═════ DATA TO USE
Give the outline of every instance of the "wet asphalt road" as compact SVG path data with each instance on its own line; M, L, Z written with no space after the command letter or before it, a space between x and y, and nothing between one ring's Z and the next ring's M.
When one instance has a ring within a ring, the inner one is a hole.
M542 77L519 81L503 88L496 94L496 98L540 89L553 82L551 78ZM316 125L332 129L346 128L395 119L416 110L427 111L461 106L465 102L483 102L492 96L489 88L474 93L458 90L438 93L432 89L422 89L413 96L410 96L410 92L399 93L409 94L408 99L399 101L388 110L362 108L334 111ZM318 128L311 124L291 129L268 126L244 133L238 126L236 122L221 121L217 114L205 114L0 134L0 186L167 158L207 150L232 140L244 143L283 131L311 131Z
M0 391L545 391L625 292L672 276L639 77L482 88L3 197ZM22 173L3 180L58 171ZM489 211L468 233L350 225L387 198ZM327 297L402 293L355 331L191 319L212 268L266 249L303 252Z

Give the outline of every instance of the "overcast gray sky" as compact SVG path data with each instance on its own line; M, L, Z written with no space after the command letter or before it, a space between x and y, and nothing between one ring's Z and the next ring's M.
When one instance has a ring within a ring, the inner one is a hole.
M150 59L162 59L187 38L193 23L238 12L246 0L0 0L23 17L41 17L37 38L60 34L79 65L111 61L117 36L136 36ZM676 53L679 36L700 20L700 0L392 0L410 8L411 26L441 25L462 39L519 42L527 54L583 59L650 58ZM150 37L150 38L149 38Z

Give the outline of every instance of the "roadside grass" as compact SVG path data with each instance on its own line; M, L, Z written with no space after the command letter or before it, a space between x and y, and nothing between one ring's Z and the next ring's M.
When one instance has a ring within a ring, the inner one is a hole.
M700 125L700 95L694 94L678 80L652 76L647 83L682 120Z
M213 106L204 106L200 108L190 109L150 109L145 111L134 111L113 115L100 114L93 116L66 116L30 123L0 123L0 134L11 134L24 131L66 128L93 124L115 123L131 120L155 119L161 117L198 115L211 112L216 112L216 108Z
══════════
═════ DATA TO USE
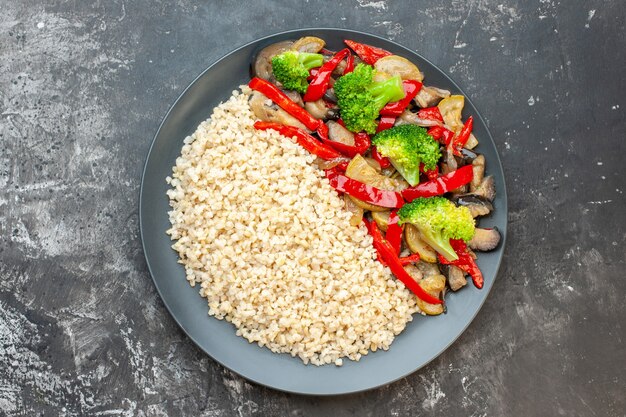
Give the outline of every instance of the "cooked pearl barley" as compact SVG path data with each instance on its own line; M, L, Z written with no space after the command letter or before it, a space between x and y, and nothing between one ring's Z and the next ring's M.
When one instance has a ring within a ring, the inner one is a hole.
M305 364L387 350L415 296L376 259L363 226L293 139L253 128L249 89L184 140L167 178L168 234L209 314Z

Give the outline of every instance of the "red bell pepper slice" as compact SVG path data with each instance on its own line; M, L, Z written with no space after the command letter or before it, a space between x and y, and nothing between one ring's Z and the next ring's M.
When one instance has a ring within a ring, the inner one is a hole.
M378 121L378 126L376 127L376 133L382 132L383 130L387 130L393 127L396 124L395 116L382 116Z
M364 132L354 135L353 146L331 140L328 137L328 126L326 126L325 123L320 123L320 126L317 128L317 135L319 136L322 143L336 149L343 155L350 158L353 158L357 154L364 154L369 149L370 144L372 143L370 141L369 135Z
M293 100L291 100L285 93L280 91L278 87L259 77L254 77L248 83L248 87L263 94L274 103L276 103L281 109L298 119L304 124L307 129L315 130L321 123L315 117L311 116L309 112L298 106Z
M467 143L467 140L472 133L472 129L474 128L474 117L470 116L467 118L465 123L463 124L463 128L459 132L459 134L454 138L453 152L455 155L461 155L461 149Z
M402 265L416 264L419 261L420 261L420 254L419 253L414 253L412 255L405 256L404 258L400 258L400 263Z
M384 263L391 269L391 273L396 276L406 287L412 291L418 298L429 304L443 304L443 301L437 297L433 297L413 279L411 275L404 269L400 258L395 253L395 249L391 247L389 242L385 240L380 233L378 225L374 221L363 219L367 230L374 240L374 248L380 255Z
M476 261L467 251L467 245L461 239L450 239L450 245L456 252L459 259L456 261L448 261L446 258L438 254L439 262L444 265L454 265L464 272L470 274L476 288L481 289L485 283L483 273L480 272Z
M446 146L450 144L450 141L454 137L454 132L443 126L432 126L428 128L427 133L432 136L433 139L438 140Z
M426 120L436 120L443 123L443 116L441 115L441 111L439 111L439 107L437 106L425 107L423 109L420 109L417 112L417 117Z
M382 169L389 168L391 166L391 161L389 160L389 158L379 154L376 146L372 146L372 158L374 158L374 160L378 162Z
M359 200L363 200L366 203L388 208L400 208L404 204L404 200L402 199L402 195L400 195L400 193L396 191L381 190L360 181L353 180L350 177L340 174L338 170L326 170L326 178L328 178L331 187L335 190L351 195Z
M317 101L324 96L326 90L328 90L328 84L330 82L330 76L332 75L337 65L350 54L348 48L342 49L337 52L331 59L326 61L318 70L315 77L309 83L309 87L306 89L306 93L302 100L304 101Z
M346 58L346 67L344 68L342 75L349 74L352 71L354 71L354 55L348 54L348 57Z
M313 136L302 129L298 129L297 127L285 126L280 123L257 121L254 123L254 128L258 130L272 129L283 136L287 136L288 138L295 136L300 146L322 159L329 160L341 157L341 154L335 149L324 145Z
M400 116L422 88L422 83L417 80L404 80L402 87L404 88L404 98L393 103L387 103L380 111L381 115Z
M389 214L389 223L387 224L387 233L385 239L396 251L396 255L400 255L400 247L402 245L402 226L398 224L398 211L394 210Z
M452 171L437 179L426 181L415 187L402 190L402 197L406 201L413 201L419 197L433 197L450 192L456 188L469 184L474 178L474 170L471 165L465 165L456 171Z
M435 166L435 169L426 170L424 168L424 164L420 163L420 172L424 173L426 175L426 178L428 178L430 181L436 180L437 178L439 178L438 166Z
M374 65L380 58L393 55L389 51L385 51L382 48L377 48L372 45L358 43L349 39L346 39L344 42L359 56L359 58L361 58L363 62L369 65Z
══════════
TRY IT: All lines of the records containing "every" should be shown.

TASK RESPONSE:
Give the outline of every instance of the "wet asphalt road" as compact SVG path data with each instance on its own line; M, L, Z written with no space after the command letter or before it, a space between x and y, and nothing between one ring's Z and the next ring's M.
Give the outline of every instance of the "overcast gray sky" as compact SVG path data with each instance on its own line; M, L, Z written with no space after the command letter or before it, a space between x and y, and nothing between one ring's Z and the next ring's M.
Give the outline of every instance of the "roadside grass" as compact SVG path data with each instance on its own line; M, L, Z written with no space after the command letter or before it, a space between x and y, and nothing between one ring's Z and the next ring's M.
Give the outline of every instance of the "cooked pearl barley" as compact SVG path data with each instance on its own line; M, L, Z written with no space after the command letter or before it, a space between x and y, and nothing between one ring's Z and the next ring's M.
Give the outline of every instance of the "red bell pepper slice" as compact SVG path data with each instance on its own line; M, L, Z written with no space after the command letter or before it, a space between x and y, and nothing between one ring's Z and the next ring's M.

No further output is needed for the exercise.